* SET PROBLEM: Pull out each line of the items below that contains the string "hillside". Case counts.

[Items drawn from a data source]
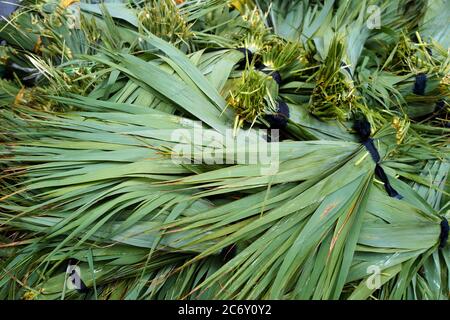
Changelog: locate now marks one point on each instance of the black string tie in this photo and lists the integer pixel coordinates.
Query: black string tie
(362, 127)
(420, 84)
(443, 237)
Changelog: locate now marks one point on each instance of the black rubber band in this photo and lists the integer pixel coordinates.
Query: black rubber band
(420, 84)
(279, 120)
(362, 127)
(443, 237)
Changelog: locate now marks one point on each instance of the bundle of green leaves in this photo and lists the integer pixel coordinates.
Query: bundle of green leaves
(94, 98)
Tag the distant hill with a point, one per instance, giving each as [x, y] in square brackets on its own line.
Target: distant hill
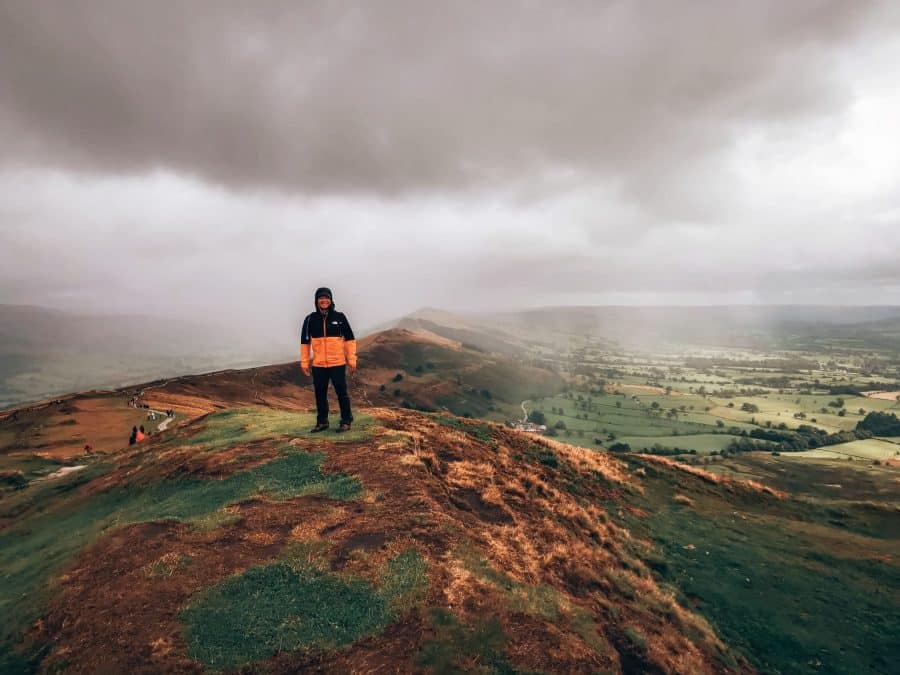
[441, 373]
[781, 326]
[46, 352]
[235, 539]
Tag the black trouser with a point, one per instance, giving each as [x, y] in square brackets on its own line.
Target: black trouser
[338, 376]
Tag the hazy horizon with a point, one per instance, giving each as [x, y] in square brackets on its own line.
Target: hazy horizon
[226, 159]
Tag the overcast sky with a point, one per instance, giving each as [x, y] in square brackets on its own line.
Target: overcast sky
[187, 158]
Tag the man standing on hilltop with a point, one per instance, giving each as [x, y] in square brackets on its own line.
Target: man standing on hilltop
[327, 332]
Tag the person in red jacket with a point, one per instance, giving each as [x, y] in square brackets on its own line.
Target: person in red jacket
[326, 333]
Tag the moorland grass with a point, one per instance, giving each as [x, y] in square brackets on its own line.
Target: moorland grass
[456, 646]
[789, 604]
[287, 606]
[41, 543]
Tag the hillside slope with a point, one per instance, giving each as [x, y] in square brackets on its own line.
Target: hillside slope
[416, 542]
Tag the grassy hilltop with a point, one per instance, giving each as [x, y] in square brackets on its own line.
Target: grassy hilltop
[746, 526]
[429, 542]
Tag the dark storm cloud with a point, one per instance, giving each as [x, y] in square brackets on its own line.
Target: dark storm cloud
[385, 97]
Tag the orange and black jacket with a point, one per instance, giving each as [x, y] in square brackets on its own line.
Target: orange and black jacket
[330, 338]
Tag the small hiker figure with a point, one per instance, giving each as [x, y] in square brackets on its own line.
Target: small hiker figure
[328, 334]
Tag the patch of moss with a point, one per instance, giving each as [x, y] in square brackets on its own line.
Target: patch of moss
[275, 608]
[243, 425]
[38, 546]
[297, 603]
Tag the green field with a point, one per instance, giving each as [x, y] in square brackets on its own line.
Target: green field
[871, 449]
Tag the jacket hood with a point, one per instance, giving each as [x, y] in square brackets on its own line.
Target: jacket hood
[319, 293]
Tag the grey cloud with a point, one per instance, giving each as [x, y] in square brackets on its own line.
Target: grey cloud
[387, 98]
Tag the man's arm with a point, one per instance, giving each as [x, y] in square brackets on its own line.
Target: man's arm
[349, 343]
[304, 346]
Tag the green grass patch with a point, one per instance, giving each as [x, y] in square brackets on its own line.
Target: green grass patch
[275, 608]
[243, 425]
[788, 603]
[404, 581]
[296, 604]
[36, 548]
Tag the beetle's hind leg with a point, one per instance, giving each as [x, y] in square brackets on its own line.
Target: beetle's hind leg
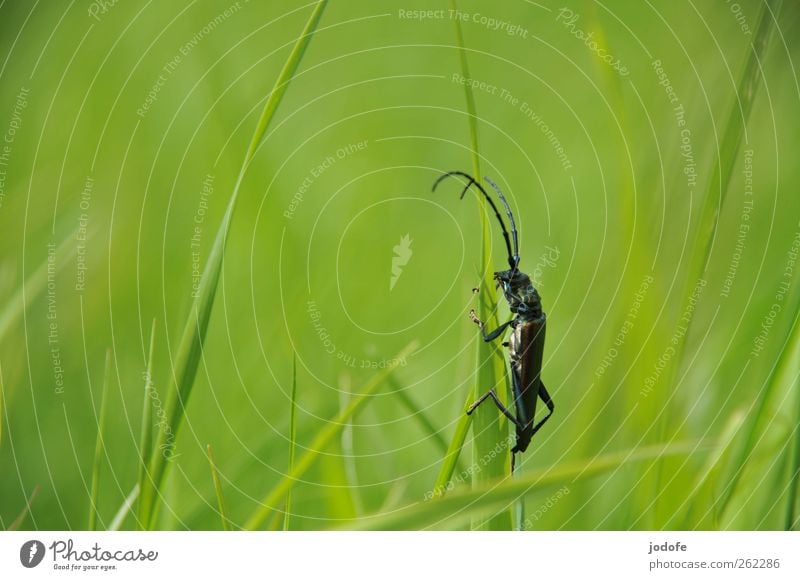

* SOLUTION TO THE PROBLEM:
Tag the hillside slope with a point, one per instance, giving each as [x, y] in square brackets on its own line.
Target: hillside slope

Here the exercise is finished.